### EXTRACT

◇ ◇ ◇

In a Paris dress shop:
Dresses for street walking.

At a Bangkok dry cleaners:
Drop your trousers here for the best results.

Caption under a photo of a local rural dance in the former USSR:
Young men's balls in full swing.

A tourist agency in Czechoslovakia:
Take one of our horse-driven city tours. We guarantee no miscarriages.

In a Bucharest hotel lobby:
The lift is being fixed for the next day. During that time we regret that you will be unbearable.

In an Austrian hotel catering for skiers:
Not to perambulate the corridors in the hours of repose in the boots of ascension.

In a Paris hotel:
Please leave your values at the front desk.

From a Japanese information booklet about using a hotel air conditioner:
Cooles and Heates: If you want just condition of warm in your room, please control yourself.

In a butcher shop in Nahariyya, Israel:
I slaughter myself twice daily.

In a Zurich hotel:
Because of the impropriety of entertaining guests of the opposite sex in the bedroom, it is suggested that the lobby be used for this purpose.

A Thai hotel:
Please do not bring solicitors into your room.

Two signs from a Majorcan shop entrance:
English well speaking.
Here speeching America.

In a Japanese hotel:
You are invited to take advantage of the chambermaid.

On the menu of a Polish restaurant:
Salad a firm's own make; limpid red beet soup with cheesy dumplings in the form of a finger; roasted duck let loose; beef rashers beaten up in the country people's fashion.

In a bakery in Vale af Kashmir:
First class loafer.

◇ ◇ ◇

### GIVEN EXERCISE 1
Collect every line in the listing below that contains the string "stone".

◇ ◇ ◇

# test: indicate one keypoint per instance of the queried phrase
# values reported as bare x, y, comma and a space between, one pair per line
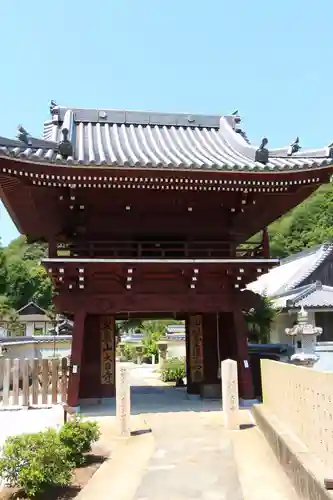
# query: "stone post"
122, 351
162, 352
123, 401
139, 354
230, 402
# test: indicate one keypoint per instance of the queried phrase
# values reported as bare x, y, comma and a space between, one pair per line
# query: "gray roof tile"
143, 139
313, 296
291, 272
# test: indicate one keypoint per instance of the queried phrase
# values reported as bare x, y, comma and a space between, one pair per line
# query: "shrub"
77, 437
34, 462
173, 370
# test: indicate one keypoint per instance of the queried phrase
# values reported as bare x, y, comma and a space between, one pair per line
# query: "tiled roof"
314, 296
143, 139
292, 271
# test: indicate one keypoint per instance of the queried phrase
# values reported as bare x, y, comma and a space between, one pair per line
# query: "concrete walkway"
189, 455
183, 451
193, 458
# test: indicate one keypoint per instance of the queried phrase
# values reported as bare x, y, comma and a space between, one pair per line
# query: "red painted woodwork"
91, 386
163, 249
142, 214
245, 381
76, 357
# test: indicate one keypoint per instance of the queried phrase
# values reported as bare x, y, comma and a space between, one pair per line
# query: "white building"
34, 319
303, 279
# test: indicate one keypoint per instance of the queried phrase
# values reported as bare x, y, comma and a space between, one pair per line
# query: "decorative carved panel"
108, 360
196, 348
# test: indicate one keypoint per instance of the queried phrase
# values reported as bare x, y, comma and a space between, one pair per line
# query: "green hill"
22, 278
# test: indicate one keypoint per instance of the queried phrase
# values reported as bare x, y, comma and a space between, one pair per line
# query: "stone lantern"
306, 334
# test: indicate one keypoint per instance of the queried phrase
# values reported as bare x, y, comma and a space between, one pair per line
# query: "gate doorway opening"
100, 341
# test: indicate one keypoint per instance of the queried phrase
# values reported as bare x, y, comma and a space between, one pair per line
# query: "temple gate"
150, 214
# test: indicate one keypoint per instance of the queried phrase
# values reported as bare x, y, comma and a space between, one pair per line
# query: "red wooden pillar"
76, 358
98, 359
194, 353
245, 381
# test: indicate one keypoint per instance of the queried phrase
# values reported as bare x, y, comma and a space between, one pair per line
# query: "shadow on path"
150, 399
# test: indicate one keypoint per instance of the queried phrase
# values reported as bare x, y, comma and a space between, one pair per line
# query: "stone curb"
120, 475
304, 471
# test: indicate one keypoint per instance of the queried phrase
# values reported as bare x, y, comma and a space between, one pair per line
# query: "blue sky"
271, 60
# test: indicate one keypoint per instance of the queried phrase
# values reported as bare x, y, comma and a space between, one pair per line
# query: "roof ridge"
327, 249
302, 253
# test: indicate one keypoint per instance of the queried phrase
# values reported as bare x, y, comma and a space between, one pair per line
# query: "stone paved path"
193, 459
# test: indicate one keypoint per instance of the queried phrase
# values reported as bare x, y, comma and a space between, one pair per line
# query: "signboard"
196, 348
107, 329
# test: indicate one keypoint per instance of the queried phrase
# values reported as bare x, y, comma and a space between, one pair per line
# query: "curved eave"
44, 173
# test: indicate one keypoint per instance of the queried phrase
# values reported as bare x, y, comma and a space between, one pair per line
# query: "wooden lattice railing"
33, 382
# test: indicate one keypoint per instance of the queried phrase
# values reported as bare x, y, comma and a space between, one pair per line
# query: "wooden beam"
76, 357
131, 302
268, 209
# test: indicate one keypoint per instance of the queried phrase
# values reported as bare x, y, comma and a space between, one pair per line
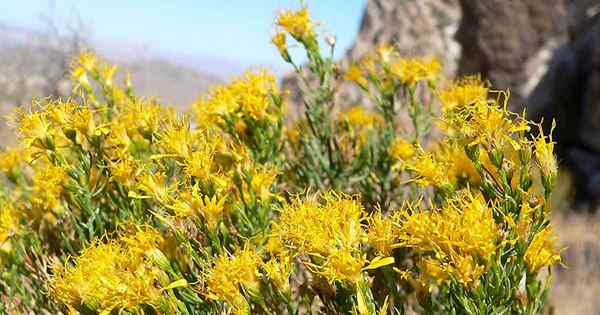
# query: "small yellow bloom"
402, 150
544, 153
354, 74
297, 23
412, 70
230, 273
112, 275
279, 40
542, 252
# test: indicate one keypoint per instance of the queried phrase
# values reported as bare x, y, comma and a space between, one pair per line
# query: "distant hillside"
33, 64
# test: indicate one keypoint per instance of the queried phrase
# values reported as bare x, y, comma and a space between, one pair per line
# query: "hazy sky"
236, 30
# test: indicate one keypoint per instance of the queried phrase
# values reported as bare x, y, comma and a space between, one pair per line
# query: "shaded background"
547, 52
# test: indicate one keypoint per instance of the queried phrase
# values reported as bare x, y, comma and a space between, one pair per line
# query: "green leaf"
378, 262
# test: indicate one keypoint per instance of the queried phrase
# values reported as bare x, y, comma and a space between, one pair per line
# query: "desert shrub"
433, 199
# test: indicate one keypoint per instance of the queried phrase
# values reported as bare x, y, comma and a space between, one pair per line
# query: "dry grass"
577, 283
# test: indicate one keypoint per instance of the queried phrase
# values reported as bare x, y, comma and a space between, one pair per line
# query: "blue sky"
236, 30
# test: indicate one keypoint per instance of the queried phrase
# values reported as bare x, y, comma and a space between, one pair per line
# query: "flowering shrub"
434, 199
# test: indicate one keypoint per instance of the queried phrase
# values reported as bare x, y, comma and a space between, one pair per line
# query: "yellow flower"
402, 150
331, 231
544, 153
462, 93
429, 171
297, 23
123, 171
12, 159
112, 275
412, 70
212, 210
381, 233
279, 270
156, 186
360, 117
354, 74
47, 189
542, 252
248, 97
454, 236
230, 273
279, 40
9, 225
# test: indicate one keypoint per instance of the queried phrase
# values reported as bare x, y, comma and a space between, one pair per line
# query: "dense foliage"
432, 199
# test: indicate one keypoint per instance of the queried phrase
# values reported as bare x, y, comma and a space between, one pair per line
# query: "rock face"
423, 27
570, 93
507, 42
415, 27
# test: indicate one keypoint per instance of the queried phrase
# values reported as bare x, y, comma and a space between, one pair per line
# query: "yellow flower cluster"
152, 201
330, 233
121, 274
542, 252
457, 240
9, 225
385, 66
249, 96
232, 273
297, 23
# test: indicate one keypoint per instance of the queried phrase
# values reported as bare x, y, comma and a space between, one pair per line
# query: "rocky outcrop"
423, 27
415, 27
506, 41
570, 93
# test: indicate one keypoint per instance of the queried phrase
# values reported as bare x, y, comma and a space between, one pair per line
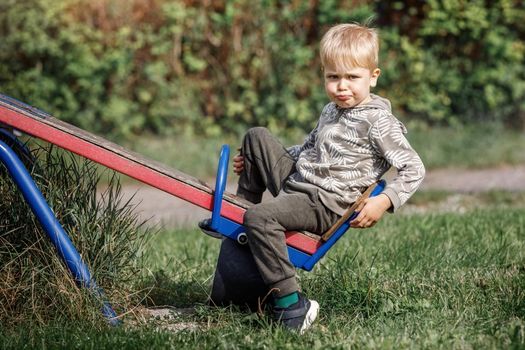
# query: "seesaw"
304, 249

◇ ◇ ◇

### GIVEN EXERCISE 2
Copy out the entire list of shop and hotel signs above, word for word.

### ANSWER 1
# query: "stone post"
# query: "stone lantern"
# query: "stone curb"
# query: "stone paved path"

### ANSWER 2
In a Paris dress shop:
Dresses for street walking.

At a Bangkok dry cleaners:
Drop your trousers here for the best results.

Caption under a photo of a local rural dance in the former USSR:
Young men's balls in full swing.

A tourist agency in Czechoslovakia:
Take one of our horse-driven city tours. We guarantee no miscarriages.

In a Bucharest hotel lobby:
The lift is being fixed for the next day. During that time we regret that you will be unbearable.

In an Austrian hotel catering for skiers:
Not to perambulate the corridors in the hours of repose in the boots of ascension.

In a Paris hotel:
Please leave your values at the front desk.

From a Japanese information booklet about using a hotel air conditioner:
Cooles and Heates: If you want just condition of warm in your room, please control yourself.

In a butcher shop in Nahariyya, Israel:
I slaughter myself twice daily.

In a Zurich hotel:
Because of the impropriety of entertaining guests of the opposite sex in the bedroom, it is suggested that the lobby be used for this purpose.

A Thai hotel:
Please do not bring solicitors into your room.

Two signs from a Majorcan shop entrance:
English well speaking.
Here speeching America.

In a Japanese hotel:
You are invited to take advantage of the chambermaid.

On the menu of a Polish restaurant:
Salad a firm's own make; limpid red beet soup with cheesy dumplings in the form of a finger; roasted duck let loose; beef rashers beaten up in the country people's fashion.

In a bakery in Vale af Kashmir:
First class loafer.